#### [Required work]
From the line that has "the basket weave" down to the final line of the listing below, transcribe every line exactly, and only those.

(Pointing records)
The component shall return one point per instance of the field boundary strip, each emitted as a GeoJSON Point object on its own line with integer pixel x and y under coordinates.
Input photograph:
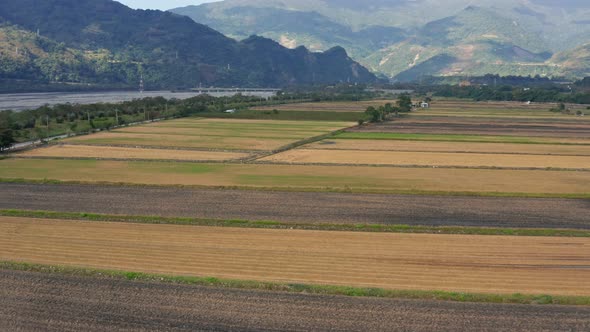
{"type": "Point", "coordinates": [268, 224]}
{"type": "Point", "coordinates": [260, 162]}
{"type": "Point", "coordinates": [149, 147]}
{"type": "Point", "coordinates": [343, 190]}
{"type": "Point", "coordinates": [517, 298]}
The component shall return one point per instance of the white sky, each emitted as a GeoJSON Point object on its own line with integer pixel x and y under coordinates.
{"type": "Point", "coordinates": [161, 4]}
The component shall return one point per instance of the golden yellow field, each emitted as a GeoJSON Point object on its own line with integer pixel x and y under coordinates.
{"type": "Point", "coordinates": [359, 106]}
{"type": "Point", "coordinates": [359, 178]}
{"type": "Point", "coordinates": [477, 264]}
{"type": "Point", "coordinates": [314, 156]}
{"type": "Point", "coordinates": [217, 134]}
{"type": "Point", "coordinates": [105, 152]}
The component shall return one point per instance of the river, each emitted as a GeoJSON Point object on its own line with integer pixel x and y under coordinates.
{"type": "Point", "coordinates": [25, 101]}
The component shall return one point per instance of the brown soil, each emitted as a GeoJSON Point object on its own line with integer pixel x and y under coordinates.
{"type": "Point", "coordinates": [34, 302]}
{"type": "Point", "coordinates": [300, 207]}
{"type": "Point", "coordinates": [305, 156]}
{"type": "Point", "coordinates": [486, 127]}
{"type": "Point", "coordinates": [478, 264]}
{"type": "Point", "coordinates": [425, 146]}
{"type": "Point", "coordinates": [86, 151]}
{"type": "Point", "coordinates": [322, 178]}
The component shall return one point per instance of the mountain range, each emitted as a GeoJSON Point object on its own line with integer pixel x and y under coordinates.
{"type": "Point", "coordinates": [102, 42]}
{"type": "Point", "coordinates": [407, 39]}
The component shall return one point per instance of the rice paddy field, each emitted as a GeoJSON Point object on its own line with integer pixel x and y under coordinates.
{"type": "Point", "coordinates": [471, 153]}
{"type": "Point", "coordinates": [474, 264]}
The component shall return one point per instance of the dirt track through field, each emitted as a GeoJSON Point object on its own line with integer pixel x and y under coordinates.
{"type": "Point", "coordinates": [299, 207]}
{"type": "Point", "coordinates": [33, 302]}
{"type": "Point", "coordinates": [477, 264]}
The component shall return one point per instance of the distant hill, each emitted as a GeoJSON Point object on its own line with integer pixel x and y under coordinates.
{"type": "Point", "coordinates": [406, 39]}
{"type": "Point", "coordinates": [104, 42]}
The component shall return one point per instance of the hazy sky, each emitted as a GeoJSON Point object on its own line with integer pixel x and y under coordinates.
{"type": "Point", "coordinates": [161, 4]}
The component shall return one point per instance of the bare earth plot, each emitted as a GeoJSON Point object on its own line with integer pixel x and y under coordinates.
{"type": "Point", "coordinates": [314, 156]}
{"type": "Point", "coordinates": [104, 152]}
{"type": "Point", "coordinates": [323, 178]}
{"type": "Point", "coordinates": [360, 106]}
{"type": "Point", "coordinates": [456, 126]}
{"type": "Point", "coordinates": [461, 147]}
{"type": "Point", "coordinates": [477, 264]}
{"type": "Point", "coordinates": [33, 302]}
{"type": "Point", "coordinates": [216, 134]}
{"type": "Point", "coordinates": [300, 207]}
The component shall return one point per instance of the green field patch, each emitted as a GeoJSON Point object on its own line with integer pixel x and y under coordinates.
{"type": "Point", "coordinates": [270, 224]}
{"type": "Point", "coordinates": [540, 299]}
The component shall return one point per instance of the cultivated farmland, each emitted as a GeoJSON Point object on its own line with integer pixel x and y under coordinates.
{"type": "Point", "coordinates": [323, 203]}
{"type": "Point", "coordinates": [213, 134]}
{"type": "Point", "coordinates": [443, 159]}
{"type": "Point", "coordinates": [475, 264]}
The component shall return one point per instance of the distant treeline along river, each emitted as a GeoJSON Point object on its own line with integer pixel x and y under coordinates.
{"type": "Point", "coordinates": [25, 101]}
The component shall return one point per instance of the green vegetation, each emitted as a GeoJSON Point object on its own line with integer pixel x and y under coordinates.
{"type": "Point", "coordinates": [343, 190]}
{"type": "Point", "coordinates": [376, 228]}
{"type": "Point", "coordinates": [453, 138]}
{"type": "Point", "coordinates": [115, 46]}
{"type": "Point", "coordinates": [543, 299]}
{"type": "Point", "coordinates": [402, 40]}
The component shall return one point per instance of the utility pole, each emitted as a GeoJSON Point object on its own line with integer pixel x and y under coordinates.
{"type": "Point", "coordinates": [47, 127]}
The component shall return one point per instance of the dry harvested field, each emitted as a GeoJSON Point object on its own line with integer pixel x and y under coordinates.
{"type": "Point", "coordinates": [358, 178]}
{"type": "Point", "coordinates": [456, 126]}
{"type": "Point", "coordinates": [359, 106]}
{"type": "Point", "coordinates": [104, 152]}
{"type": "Point", "coordinates": [461, 147]}
{"type": "Point", "coordinates": [477, 264]}
{"type": "Point", "coordinates": [33, 302]}
{"type": "Point", "coordinates": [217, 134]}
{"type": "Point", "coordinates": [351, 157]}
{"type": "Point", "coordinates": [310, 207]}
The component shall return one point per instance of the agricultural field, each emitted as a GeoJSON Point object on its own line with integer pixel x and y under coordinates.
{"type": "Point", "coordinates": [360, 106]}
{"type": "Point", "coordinates": [466, 201]}
{"type": "Point", "coordinates": [188, 140]}
{"type": "Point", "coordinates": [214, 134]}
{"type": "Point", "coordinates": [441, 159]}
{"type": "Point", "coordinates": [113, 152]}
{"type": "Point", "coordinates": [304, 177]}
{"type": "Point", "coordinates": [473, 264]}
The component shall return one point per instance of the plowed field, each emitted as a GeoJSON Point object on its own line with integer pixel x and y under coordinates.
{"type": "Point", "coordinates": [104, 152]}
{"type": "Point", "coordinates": [305, 156]}
{"type": "Point", "coordinates": [422, 146]}
{"type": "Point", "coordinates": [481, 264]}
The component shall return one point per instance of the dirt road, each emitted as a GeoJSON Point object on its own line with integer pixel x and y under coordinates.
{"type": "Point", "coordinates": [33, 302]}
{"type": "Point", "coordinates": [299, 207]}
{"type": "Point", "coordinates": [474, 264]}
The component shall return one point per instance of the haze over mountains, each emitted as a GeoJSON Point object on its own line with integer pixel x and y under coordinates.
{"type": "Point", "coordinates": [408, 39]}
{"type": "Point", "coordinates": [103, 42]}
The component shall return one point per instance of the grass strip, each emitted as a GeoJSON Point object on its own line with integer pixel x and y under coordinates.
{"type": "Point", "coordinates": [300, 288]}
{"type": "Point", "coordinates": [289, 115]}
{"type": "Point", "coordinates": [341, 190]}
{"type": "Point", "coordinates": [450, 138]}
{"type": "Point", "coordinates": [375, 228]}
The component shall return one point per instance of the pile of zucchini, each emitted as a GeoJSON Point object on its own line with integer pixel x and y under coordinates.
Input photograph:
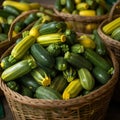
{"type": "Point", "coordinates": [113, 29]}
{"type": "Point", "coordinates": [10, 10]}
{"type": "Point", "coordinates": [52, 62]}
{"type": "Point", "coordinates": [83, 7]}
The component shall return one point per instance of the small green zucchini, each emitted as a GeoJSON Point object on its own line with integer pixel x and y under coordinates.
{"type": "Point", "coordinates": [21, 48]}
{"type": "Point", "coordinates": [41, 76]}
{"type": "Point", "coordinates": [29, 82]}
{"type": "Point", "coordinates": [101, 75]}
{"type": "Point", "coordinates": [42, 56]}
{"type": "Point", "coordinates": [61, 64]}
{"type": "Point", "coordinates": [72, 90]}
{"type": "Point", "coordinates": [59, 83]}
{"type": "Point", "coordinates": [97, 60]}
{"type": "Point", "coordinates": [77, 60]}
{"type": "Point", "coordinates": [47, 93]}
{"type": "Point", "coordinates": [5, 62]}
{"type": "Point", "coordinates": [100, 46]}
{"type": "Point", "coordinates": [70, 74]}
{"type": "Point", "coordinates": [86, 79]}
{"type": "Point", "coordinates": [18, 70]}
{"type": "Point", "coordinates": [47, 39]}
{"type": "Point", "coordinates": [52, 27]}
{"type": "Point", "coordinates": [12, 10]}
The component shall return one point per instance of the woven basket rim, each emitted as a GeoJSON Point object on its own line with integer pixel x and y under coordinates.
{"type": "Point", "coordinates": [106, 38]}
{"type": "Point", "coordinates": [79, 18]}
{"type": "Point", "coordinates": [87, 99]}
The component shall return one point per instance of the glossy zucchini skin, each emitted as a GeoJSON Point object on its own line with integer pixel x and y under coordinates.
{"type": "Point", "coordinates": [97, 60]}
{"type": "Point", "coordinates": [47, 93]}
{"type": "Point", "coordinates": [86, 79]}
{"type": "Point", "coordinates": [17, 70]}
{"type": "Point", "coordinates": [42, 56]}
{"type": "Point", "coordinates": [29, 82]}
{"type": "Point", "coordinates": [100, 47]}
{"type": "Point", "coordinates": [101, 75]}
{"type": "Point", "coordinates": [77, 60]}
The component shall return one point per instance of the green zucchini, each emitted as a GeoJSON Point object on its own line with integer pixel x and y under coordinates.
{"type": "Point", "coordinates": [77, 60]}
{"type": "Point", "coordinates": [54, 49]}
{"type": "Point", "coordinates": [86, 78]}
{"type": "Point", "coordinates": [100, 46]}
{"type": "Point", "coordinates": [47, 93]}
{"type": "Point", "coordinates": [17, 70]}
{"type": "Point", "coordinates": [70, 74]}
{"type": "Point", "coordinates": [13, 85]}
{"type": "Point", "coordinates": [3, 36]}
{"type": "Point", "coordinates": [97, 60]}
{"type": "Point", "coordinates": [59, 83]}
{"type": "Point", "coordinates": [101, 75]}
{"type": "Point", "coordinates": [42, 56]}
{"type": "Point", "coordinates": [12, 10]}
{"type": "Point", "coordinates": [61, 64]}
{"type": "Point", "coordinates": [29, 82]}
{"type": "Point", "coordinates": [71, 36]}
{"type": "Point", "coordinates": [5, 62]}
{"type": "Point", "coordinates": [58, 5]}
{"type": "Point", "coordinates": [31, 18]}
{"type": "Point", "coordinates": [41, 76]}
{"type": "Point", "coordinates": [52, 27]}
{"type": "Point", "coordinates": [70, 6]}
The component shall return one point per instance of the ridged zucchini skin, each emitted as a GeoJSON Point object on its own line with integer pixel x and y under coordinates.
{"type": "Point", "coordinates": [59, 83]}
{"type": "Point", "coordinates": [101, 75]}
{"type": "Point", "coordinates": [21, 48]}
{"type": "Point", "coordinates": [86, 79]}
{"type": "Point", "coordinates": [5, 63]}
{"type": "Point", "coordinates": [42, 56]}
{"type": "Point", "coordinates": [47, 39]}
{"type": "Point", "coordinates": [72, 90]}
{"type": "Point", "coordinates": [116, 34]}
{"type": "Point", "coordinates": [29, 82]}
{"type": "Point", "coordinates": [70, 74]}
{"type": "Point", "coordinates": [97, 60]}
{"type": "Point", "coordinates": [70, 5]}
{"type": "Point", "coordinates": [100, 46]}
{"type": "Point", "coordinates": [77, 60]}
{"type": "Point", "coordinates": [17, 70]}
{"type": "Point", "coordinates": [41, 77]}
{"type": "Point", "coordinates": [61, 64]}
{"type": "Point", "coordinates": [47, 93]}
{"type": "Point", "coordinates": [52, 27]}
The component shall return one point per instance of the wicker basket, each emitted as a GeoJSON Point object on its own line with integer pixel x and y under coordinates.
{"type": "Point", "coordinates": [112, 44]}
{"type": "Point", "coordinates": [89, 107]}
{"type": "Point", "coordinates": [82, 24]}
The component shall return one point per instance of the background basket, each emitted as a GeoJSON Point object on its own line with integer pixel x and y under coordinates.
{"type": "Point", "coordinates": [112, 44]}
{"type": "Point", "coordinates": [82, 24]}
{"type": "Point", "coordinates": [89, 107]}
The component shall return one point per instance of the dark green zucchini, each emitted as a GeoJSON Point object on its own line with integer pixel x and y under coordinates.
{"type": "Point", "coordinates": [101, 75]}
{"type": "Point", "coordinates": [77, 60]}
{"type": "Point", "coordinates": [61, 64]}
{"type": "Point", "coordinates": [97, 60]}
{"type": "Point", "coordinates": [29, 82]}
{"type": "Point", "coordinates": [42, 56]}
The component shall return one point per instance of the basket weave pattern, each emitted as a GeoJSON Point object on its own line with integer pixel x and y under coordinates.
{"type": "Point", "coordinates": [89, 107]}
{"type": "Point", "coordinates": [113, 44]}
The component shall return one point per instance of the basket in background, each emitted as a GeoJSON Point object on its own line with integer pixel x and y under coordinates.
{"type": "Point", "coordinates": [92, 106]}
{"type": "Point", "coordinates": [114, 45]}
{"type": "Point", "coordinates": [82, 24]}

#### [Response to the exercise]
The component shall return one point per instance of the basket weave pattern, each emitted as a GeoJSON Point object on its own line with integer pixel x and y under coordinates.
{"type": "Point", "coordinates": [89, 107]}
{"type": "Point", "coordinates": [113, 44]}
The component shall return one point per instance of the basket in background, each emitted as a GeoJSON Point object on its own line with integer pixel x and y under coordinates.
{"type": "Point", "coordinates": [92, 106]}
{"type": "Point", "coordinates": [114, 45]}
{"type": "Point", "coordinates": [82, 24]}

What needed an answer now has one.